- SELECTED EXCERPT
══════════════════════════════

Last night, I realised why I was so obsessed with playing the piano.
My mother’s only chance to escape my father’s abuse, and to treat her own failing health due to starvation and beatings, was to go to a hospital whilst my father was on the job as a long-distance truck driver. He had forbidden us to go to the doctor, or to really carry out any business, in our own county, as a means of hiding the abuse. It also helped him, in that he had often established local social contacts such that he had prejudiced their opinions against my mother before she had a chance to speak with doctors, psychologists, and such in our own town. So, if my mom was going to get help, it was going to be one county over, a half-hour drive south of where we lived. She checked herself into the emergency room, and they kept her. She weighed barely 100 pounds, and had suffered extensive internal organ damage from beatings.
But, there were four children, ages five through eight, with an incapacitated, barely-alive mother, and a father working hundreds of miles away. We were not in our own county, and there was no-one we could stay with. (Another way my father kept us socially isolated was by making it known he kept a loaded gun, and threatening to use it on us or our neighbours if we made any social contact. He acted so unstable that neighbours who wanted to help us out of our situation worried that if they did, we or they might end up murdered.) So we were placed in emergency foster care.
That night, as they pulled my screaming five-year-old brother off my mother, we headed off to our new residence. We had no idea who these people were, or how long we’d be living with them, nor did they. It was a father and mother, with three children of their own, daughters age 9, 7, and 1.
I had never been happier in my life. It was the first evidence that I had that a man, not only did not have to yell, scream, and threaten to murder his wife and her family, but that he could treat her with love, respect, and decency. The children were bright and well-adjusted, and we had fun having other kids to play with. (We were not allowed to associate with other children outside of school.) And the nine-year-old took piano lessons.

══════════════════════════════

- RECORDS SHOWN
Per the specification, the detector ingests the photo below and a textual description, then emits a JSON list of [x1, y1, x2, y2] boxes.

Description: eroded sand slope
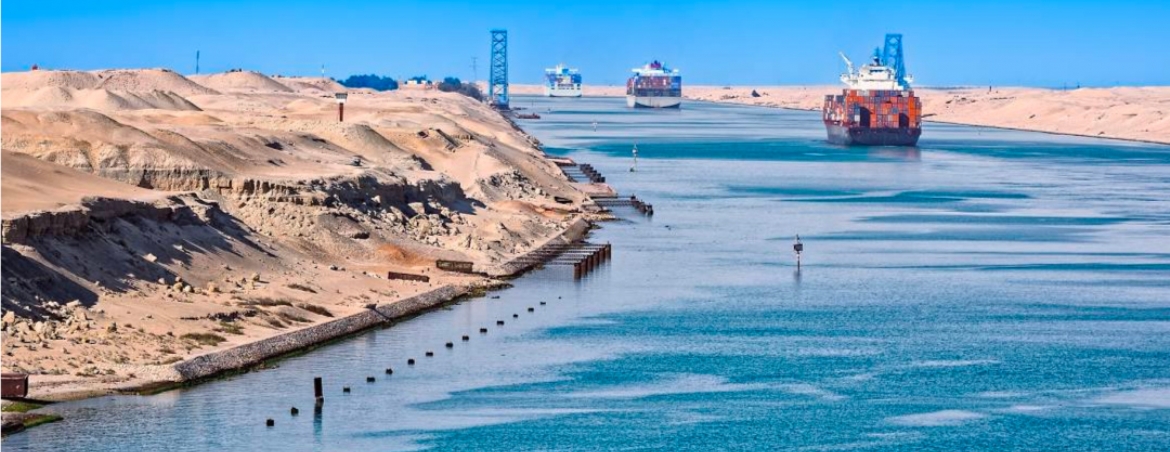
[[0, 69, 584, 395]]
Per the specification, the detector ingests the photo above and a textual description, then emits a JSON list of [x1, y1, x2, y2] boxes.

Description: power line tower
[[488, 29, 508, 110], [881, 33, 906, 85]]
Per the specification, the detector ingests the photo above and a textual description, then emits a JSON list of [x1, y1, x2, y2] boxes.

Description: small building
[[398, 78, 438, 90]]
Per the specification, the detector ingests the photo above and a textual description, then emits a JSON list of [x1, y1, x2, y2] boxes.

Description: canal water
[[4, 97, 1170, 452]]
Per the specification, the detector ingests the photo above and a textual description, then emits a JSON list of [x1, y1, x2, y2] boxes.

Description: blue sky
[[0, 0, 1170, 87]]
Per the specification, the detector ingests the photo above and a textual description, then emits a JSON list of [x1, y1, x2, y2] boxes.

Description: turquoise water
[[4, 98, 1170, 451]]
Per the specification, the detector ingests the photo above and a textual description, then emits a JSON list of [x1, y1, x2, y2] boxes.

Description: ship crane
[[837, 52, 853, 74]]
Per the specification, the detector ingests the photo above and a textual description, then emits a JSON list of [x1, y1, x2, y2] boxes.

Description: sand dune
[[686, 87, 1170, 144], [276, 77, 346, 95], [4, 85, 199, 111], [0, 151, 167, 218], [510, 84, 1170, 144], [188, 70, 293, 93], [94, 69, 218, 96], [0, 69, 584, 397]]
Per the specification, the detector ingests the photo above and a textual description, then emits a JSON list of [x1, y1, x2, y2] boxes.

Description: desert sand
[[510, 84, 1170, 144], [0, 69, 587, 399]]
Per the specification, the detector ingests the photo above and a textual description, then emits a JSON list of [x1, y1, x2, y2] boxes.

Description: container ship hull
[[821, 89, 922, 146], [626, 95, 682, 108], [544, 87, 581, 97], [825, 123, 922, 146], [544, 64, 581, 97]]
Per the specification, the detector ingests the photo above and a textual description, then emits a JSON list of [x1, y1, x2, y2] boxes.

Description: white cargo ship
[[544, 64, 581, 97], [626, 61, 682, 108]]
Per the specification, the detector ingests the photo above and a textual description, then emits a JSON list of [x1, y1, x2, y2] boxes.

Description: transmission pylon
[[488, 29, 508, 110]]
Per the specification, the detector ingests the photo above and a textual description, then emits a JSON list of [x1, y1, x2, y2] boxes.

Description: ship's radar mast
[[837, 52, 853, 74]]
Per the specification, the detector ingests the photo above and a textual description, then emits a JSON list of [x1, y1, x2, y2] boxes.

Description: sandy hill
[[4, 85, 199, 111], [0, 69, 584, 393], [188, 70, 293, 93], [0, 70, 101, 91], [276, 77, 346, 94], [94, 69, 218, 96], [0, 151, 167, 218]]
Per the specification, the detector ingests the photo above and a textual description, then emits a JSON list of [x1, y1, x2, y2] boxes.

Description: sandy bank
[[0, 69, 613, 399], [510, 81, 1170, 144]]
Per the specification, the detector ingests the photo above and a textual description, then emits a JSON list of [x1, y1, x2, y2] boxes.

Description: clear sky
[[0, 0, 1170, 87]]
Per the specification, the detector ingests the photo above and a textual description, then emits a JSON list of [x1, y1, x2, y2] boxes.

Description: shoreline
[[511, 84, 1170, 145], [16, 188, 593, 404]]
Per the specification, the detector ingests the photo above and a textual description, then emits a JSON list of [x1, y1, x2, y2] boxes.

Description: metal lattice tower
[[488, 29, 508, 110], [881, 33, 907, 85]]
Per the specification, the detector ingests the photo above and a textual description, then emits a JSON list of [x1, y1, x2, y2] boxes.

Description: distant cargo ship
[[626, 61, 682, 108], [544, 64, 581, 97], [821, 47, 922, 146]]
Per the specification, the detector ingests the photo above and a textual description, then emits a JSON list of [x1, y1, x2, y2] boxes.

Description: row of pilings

══════════════════════════════

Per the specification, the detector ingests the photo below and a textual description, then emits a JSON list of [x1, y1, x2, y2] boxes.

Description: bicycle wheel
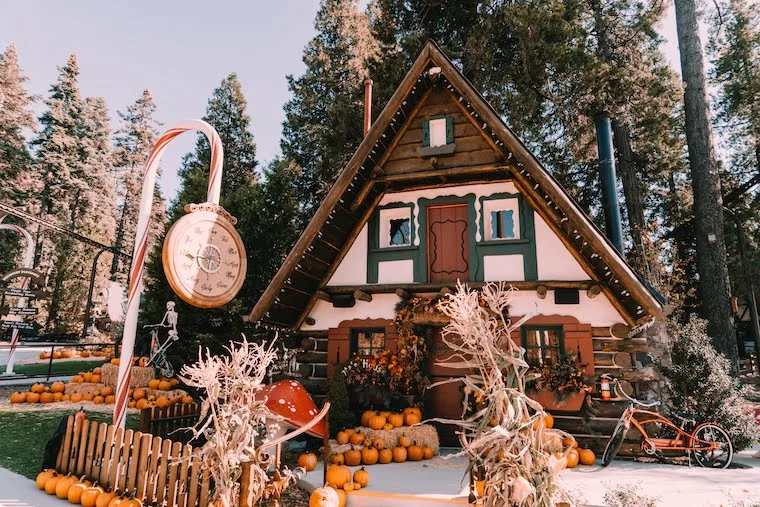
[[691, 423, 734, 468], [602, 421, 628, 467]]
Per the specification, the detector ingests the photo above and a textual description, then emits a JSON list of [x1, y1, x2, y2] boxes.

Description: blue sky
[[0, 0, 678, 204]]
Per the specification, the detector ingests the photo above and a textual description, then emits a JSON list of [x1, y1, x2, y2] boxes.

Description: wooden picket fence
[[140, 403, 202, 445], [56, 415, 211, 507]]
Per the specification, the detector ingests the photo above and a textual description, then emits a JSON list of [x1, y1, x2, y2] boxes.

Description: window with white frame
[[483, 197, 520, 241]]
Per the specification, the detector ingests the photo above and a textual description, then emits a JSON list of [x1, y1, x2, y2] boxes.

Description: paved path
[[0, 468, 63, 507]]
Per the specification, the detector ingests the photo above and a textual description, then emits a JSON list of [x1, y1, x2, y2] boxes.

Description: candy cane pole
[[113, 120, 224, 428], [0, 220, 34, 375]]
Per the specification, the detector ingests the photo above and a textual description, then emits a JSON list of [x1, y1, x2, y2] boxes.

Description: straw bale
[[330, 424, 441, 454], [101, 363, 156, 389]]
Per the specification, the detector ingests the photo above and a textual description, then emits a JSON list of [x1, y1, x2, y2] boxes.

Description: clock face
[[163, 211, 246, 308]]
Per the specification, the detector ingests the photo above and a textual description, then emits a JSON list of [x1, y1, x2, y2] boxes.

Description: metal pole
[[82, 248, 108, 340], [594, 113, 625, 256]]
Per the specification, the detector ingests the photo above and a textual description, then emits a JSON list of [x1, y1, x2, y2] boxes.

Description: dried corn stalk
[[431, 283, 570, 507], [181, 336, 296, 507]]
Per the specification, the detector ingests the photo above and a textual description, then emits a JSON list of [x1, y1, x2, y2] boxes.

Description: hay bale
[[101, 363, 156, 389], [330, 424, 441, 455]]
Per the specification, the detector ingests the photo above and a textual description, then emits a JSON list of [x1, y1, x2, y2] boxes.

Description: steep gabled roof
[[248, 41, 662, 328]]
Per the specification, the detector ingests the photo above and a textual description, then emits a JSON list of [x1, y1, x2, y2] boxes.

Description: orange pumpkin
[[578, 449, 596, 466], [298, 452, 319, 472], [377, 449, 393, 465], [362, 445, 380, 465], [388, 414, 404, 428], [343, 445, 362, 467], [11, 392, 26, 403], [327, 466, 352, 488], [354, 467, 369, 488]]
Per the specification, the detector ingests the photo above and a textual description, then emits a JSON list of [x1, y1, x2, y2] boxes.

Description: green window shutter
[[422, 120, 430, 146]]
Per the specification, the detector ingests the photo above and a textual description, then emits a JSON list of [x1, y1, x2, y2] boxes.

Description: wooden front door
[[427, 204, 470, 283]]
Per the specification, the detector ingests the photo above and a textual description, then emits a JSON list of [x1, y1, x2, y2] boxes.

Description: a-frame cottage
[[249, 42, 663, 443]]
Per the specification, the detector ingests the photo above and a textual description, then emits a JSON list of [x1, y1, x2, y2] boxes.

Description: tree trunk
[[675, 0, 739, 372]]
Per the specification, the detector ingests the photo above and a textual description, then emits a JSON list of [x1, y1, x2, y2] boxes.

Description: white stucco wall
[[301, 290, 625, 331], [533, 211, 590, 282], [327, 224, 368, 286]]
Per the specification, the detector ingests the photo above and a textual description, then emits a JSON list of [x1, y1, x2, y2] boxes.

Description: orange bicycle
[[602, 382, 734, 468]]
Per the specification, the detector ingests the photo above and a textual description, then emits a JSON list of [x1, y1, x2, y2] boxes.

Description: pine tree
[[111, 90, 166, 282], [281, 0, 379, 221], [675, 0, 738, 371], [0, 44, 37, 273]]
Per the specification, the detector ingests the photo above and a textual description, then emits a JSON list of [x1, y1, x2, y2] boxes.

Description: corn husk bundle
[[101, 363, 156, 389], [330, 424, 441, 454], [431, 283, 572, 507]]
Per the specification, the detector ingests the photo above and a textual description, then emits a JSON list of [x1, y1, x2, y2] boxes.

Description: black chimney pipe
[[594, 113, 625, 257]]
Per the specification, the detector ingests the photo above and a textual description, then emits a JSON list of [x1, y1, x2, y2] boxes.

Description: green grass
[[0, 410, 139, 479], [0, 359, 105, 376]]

══════════════════════════════

- DESCRIPTION OF THE TASK
From the memoir excerpt about foster care and the piano, set down word for word the part that opens with the words containing "That night, as" and closes with "9, 7, and 1.".

- YOUR RESPONSE
That night, as they pulled my screaming five-year-old brother off my mother, we headed off to our new residence. We had no idea who these people were, or how long we’d be living with them, nor did they. It was a father and mother, with three children of their own, daughters age 9, 7, and 1.